→ Stored data entries
[Start of Attachment]

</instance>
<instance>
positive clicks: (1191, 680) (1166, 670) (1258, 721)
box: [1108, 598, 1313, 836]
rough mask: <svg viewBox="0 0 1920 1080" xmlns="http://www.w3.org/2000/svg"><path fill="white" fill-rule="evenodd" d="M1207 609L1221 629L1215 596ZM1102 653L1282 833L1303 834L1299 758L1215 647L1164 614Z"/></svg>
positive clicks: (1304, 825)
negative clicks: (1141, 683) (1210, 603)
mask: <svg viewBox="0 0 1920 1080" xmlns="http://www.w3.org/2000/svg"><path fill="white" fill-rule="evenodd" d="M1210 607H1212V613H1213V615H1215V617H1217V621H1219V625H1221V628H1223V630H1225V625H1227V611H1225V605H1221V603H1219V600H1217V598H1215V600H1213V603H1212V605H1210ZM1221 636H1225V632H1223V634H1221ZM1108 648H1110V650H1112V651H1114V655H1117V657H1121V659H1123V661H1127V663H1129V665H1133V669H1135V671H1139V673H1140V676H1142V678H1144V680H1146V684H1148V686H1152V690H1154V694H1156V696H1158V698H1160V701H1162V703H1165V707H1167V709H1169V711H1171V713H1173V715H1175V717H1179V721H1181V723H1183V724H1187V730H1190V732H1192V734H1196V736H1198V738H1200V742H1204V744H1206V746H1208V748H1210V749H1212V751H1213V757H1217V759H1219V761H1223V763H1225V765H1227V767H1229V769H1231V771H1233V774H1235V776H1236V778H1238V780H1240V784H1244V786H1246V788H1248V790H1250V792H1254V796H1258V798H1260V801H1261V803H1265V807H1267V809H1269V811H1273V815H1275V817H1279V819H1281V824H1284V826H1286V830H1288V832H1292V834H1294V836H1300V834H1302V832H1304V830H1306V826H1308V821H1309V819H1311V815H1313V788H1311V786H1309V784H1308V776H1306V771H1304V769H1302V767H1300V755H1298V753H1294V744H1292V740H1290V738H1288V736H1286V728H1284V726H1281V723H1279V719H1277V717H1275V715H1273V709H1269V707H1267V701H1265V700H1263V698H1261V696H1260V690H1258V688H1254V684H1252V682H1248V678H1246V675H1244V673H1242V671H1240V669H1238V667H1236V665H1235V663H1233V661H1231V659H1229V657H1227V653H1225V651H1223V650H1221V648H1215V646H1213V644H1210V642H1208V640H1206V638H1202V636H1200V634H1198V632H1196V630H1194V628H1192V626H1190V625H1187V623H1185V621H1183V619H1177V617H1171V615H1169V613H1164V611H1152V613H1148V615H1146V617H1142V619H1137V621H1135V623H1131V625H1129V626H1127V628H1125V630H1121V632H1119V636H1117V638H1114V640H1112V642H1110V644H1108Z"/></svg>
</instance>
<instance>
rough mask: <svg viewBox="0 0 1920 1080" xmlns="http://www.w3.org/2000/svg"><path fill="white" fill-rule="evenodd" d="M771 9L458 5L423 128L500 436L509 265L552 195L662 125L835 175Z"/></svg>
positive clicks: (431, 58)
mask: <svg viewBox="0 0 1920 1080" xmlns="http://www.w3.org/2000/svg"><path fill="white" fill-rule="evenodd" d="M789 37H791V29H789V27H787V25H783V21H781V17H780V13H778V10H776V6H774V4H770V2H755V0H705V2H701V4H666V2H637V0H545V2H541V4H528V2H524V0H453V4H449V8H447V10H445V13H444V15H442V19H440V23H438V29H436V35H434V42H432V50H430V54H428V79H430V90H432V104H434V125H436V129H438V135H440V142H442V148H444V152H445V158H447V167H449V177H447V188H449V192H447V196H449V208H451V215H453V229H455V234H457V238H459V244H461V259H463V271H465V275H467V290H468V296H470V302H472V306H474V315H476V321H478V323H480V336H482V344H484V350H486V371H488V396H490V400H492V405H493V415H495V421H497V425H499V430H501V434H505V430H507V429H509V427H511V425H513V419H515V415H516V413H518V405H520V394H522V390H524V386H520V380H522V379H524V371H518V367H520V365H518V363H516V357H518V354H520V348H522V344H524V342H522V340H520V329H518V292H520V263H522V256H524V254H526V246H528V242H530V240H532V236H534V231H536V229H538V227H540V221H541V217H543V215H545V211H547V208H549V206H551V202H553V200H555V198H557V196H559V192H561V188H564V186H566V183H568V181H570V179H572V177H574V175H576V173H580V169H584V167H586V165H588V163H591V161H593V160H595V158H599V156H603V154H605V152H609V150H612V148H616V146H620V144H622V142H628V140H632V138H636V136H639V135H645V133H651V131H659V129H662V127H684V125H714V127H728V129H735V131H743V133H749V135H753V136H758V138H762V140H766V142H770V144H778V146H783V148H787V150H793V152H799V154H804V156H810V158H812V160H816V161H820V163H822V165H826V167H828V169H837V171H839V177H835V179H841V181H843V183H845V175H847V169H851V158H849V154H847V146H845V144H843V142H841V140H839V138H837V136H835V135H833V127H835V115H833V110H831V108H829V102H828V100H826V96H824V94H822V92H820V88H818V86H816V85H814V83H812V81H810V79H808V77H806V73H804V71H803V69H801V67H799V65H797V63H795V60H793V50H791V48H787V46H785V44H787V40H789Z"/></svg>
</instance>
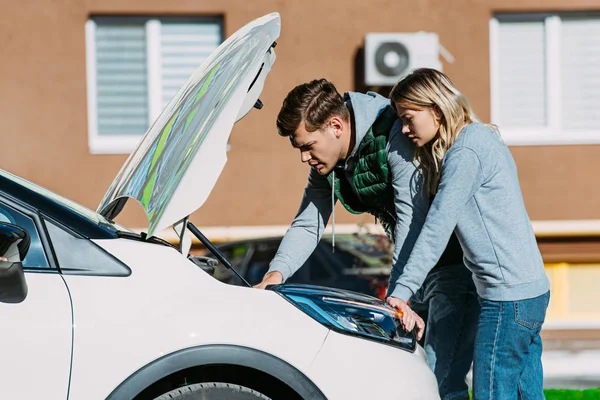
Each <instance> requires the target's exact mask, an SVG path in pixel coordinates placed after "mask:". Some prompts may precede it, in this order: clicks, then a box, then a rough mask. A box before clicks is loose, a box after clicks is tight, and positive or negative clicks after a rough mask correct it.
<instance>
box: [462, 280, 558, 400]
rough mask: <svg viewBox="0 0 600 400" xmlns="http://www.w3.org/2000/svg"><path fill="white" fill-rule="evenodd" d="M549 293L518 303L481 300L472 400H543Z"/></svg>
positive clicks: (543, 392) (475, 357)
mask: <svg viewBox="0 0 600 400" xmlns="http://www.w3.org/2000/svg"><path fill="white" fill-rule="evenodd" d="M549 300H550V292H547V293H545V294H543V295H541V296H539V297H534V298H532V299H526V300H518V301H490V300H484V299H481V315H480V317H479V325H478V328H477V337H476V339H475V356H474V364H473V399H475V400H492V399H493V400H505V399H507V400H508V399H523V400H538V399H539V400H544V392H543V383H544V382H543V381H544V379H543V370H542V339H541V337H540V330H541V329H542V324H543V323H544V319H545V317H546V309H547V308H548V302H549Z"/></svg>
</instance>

[End of Attachment]

→ Task details
Count the lines of the items above that contain the string "rough", matching case exactly, and reply with the number alone.

→ Problem solution
4